**TAREAS DEL EJERCICIO**
A. Según el fragmento sobre la vejez, ¿qué palabras escribió Goya en su autorretrato?
B. Retome el fragmento sobre la vejez y continúelo a partir de su última oración.

-------- FRAGMENTO DE PÁGINA --------

A diferencia de sus colegas europeos (católicos o protestantes), los galenos españoles sí opinaron sobre la sexualidad en la vejez, aunque sus consejos eran tan moralistas y misóginos como contradictorios. No se recomendaba el matrimonio de un anciano con una viuda porque, decía Lobera, “es juntar una ponzoña con otra”. Sin embargo, este médico reconocía posibles efectos positivos del casamiento de un viejo con una joven porque “el calor natural de ella se le comunica y le hace remozar”. Álvarez de Miraval era más contundente: “dieta y mangueta [lavativa], y siete nudos a la bragueta”.
Seguir a Cicerón
Excepto entre los privilegiados del clero y la nobleza, los ancianos eran brazos inútiles en una sociedad demasiado marcada por la cotidiana supervivencia. Fue en el siglo XVIII cuando se generalizó un mayor respeto hacia los mayores. Los viejos --apuntó James Casey-- empezaron a ser distinguidos por “su sabiduría y su ejemplo moral de lucha contra la miseria” y se convirtieron “en una especie de élite natural que reemplazará la artificiosa (feudal y religiosa) del Antiguo Régimen”.
Durante el siglo XIX los viejos se erigieron en guardianes de la memoria de una Europa que se había ido y en ejemplos de vida como experiencia continua: el “Aún aprendo” que Goya escribió en su autorretrato. No fue hasta fines de esa centuria cuando los Estados europeos comenzaron a pensar en el bienestar de los ancianos y a poner en marcha selectivos planes de pensiones.

-------- DATOS PROPORCIONADOS --------

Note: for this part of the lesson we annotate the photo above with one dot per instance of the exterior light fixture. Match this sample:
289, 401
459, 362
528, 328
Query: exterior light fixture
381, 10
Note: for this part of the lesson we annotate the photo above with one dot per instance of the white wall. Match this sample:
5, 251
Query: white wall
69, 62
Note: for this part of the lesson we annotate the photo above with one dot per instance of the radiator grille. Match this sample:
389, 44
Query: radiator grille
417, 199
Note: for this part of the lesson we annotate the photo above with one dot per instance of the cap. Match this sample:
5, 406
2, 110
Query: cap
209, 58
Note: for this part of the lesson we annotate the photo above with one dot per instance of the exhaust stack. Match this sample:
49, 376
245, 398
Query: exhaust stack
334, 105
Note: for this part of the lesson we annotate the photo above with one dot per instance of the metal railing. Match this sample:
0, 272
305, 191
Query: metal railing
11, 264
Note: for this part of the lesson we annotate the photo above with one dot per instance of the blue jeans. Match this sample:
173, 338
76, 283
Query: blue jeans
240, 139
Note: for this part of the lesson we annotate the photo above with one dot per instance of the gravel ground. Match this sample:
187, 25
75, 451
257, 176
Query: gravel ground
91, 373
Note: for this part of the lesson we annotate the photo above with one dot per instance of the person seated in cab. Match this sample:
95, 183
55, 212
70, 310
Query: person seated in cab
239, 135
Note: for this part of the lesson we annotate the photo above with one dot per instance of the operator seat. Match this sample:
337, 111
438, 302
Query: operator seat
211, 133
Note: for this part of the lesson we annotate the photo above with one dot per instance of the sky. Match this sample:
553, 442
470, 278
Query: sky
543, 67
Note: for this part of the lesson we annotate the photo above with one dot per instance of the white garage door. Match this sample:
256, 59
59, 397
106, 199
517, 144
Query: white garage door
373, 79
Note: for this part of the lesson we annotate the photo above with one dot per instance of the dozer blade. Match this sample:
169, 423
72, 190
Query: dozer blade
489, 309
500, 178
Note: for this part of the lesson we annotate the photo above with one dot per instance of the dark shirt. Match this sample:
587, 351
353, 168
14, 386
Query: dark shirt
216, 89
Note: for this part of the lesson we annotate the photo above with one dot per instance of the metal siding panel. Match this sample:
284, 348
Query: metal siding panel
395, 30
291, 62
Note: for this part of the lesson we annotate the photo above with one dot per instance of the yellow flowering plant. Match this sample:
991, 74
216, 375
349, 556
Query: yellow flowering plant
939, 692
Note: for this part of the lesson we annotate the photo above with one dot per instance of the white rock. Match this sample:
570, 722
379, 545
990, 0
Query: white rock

--------

**RESPUESTAS DEL EJERCICIO**
A. “Aún aprendo”.

B.
El progresivo aumento de la esperanza de vida en el siglo XX y el imparable envejecimiento de la población ha puesto en evidencia los límites e insuficiencias de nuestras sociedades, respecto al cuidado de nuestros mayores dependientes. La progresiva medicalización ha ralentizado la progresión de muchas enfermedades y, por fin, se ha dado respuesta a la pregunta que planteó en 1570 el médico Joubert: Sí, la medicina puede alargar la vida de los seres humanos. Aunque ahora lo que necesitamos es otro Luigi Cornaro para que la vejez deje de tener la percepción tan negativa como la que ha alcanzado en este 2020, porque como dijo Cicerón “nadie es tan viejo que no crea poder vivir un año más”.